▶ [What you have to do] How many lines below contain the word "instance"? Reply with the number only.

(Extracted data entries)
- - -
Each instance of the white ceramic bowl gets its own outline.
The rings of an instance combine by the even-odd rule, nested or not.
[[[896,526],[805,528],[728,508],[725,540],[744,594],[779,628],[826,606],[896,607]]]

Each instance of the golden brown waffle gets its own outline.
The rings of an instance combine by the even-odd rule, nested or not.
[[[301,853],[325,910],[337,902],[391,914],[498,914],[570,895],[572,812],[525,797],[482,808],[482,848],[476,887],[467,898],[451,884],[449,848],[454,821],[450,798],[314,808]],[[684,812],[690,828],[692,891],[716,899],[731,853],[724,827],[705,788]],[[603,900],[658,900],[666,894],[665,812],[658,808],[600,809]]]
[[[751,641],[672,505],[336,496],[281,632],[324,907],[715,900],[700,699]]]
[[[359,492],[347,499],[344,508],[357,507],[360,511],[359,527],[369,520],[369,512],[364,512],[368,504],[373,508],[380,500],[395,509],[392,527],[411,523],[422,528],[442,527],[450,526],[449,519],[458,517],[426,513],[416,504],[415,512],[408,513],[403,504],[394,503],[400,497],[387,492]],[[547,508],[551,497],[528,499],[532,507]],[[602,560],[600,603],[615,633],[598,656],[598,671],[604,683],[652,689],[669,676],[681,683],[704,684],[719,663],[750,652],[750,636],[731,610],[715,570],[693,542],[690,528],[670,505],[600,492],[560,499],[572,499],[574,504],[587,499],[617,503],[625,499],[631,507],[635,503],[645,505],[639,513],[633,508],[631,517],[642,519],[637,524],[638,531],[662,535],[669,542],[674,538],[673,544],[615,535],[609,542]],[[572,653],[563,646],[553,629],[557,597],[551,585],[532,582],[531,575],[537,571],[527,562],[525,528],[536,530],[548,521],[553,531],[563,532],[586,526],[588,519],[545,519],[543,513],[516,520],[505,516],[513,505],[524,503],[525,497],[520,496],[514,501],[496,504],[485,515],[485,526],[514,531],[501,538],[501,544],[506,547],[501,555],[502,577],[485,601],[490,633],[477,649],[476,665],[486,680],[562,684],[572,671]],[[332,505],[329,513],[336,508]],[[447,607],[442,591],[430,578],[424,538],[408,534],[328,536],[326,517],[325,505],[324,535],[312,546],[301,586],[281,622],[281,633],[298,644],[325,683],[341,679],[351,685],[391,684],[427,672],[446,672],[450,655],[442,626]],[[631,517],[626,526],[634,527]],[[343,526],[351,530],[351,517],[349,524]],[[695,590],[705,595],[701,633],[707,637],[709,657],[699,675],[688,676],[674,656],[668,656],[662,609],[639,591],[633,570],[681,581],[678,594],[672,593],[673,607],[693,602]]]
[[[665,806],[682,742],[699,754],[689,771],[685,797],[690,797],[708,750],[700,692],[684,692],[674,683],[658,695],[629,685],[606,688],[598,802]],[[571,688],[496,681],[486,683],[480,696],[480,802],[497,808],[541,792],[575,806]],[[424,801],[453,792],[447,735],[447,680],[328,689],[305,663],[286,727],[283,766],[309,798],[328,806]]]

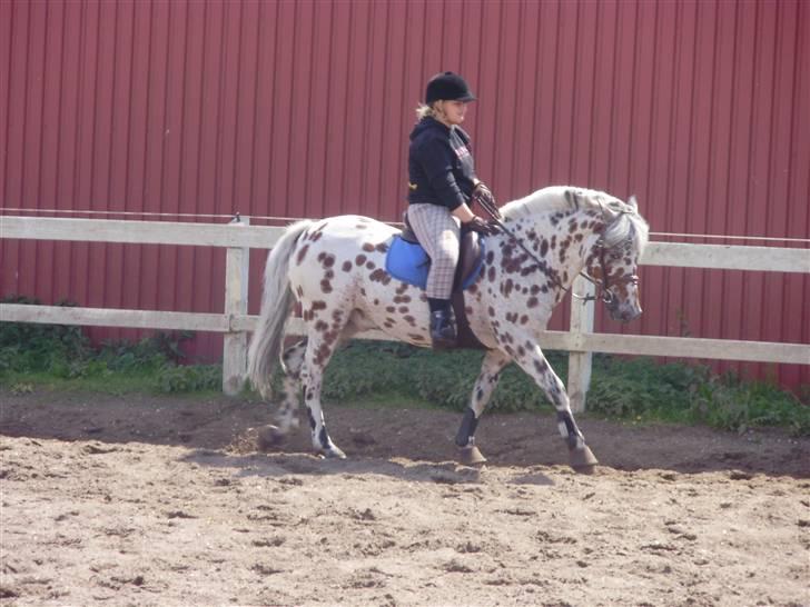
- - -
▶ [Answer] 4